> What is expected:
Copy exactly the line that contains "60V81L127 89L139 96L152" plus all remaining lines of the data, and leave out every line before it.

> Material for this exercise:
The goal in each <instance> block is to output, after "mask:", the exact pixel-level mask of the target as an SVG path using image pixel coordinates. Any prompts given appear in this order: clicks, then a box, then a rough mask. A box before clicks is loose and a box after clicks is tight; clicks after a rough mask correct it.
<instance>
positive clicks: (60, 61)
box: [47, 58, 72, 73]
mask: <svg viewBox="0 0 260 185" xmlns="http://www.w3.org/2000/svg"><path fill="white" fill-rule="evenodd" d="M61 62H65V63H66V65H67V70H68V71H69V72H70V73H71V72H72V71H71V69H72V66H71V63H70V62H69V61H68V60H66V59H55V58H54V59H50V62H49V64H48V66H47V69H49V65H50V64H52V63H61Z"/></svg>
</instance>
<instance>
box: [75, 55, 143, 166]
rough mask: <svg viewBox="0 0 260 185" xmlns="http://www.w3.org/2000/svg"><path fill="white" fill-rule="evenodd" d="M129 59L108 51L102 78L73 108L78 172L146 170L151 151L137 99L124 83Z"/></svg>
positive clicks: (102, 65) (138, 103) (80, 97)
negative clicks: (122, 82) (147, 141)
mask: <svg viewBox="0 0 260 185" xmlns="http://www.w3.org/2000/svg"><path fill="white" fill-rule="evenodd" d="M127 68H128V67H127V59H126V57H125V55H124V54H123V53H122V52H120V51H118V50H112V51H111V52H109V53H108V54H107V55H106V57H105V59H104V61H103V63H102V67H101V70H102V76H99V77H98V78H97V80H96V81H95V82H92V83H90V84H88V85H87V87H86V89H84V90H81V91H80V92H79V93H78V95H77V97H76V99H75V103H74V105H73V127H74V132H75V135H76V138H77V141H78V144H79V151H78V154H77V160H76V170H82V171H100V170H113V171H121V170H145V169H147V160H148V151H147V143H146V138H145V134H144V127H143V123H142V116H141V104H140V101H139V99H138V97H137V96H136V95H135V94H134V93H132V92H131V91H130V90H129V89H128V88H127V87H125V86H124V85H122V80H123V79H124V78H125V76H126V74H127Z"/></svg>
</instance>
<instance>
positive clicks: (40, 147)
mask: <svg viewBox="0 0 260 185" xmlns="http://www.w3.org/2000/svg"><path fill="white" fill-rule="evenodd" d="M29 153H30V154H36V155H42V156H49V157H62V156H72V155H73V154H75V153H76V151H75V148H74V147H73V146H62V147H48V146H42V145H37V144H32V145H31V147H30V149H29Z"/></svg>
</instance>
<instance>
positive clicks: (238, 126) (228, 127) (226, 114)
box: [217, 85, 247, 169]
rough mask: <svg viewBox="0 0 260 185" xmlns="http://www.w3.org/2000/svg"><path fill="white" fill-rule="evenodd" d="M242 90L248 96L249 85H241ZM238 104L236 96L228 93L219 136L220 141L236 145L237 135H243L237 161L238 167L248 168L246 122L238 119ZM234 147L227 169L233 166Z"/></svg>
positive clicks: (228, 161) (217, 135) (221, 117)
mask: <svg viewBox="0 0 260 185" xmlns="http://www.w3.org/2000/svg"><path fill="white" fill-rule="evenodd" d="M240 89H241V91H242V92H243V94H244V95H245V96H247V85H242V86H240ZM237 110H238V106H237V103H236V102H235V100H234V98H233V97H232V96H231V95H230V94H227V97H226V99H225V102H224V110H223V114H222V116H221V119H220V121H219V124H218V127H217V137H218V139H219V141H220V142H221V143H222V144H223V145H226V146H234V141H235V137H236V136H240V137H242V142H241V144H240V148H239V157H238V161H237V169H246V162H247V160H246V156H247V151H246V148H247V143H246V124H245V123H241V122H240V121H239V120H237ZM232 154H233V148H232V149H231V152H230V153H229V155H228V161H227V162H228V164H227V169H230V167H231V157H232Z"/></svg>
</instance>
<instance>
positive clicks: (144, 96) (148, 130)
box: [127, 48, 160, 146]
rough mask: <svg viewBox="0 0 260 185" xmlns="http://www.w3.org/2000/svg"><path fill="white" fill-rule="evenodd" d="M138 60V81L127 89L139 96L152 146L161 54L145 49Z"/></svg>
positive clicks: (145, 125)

> Response for this exercise:
rough mask: <svg viewBox="0 0 260 185" xmlns="http://www.w3.org/2000/svg"><path fill="white" fill-rule="evenodd" d="M138 60V81L127 89L139 96L152 146L161 54L145 49Z"/></svg>
positive clicks: (145, 125)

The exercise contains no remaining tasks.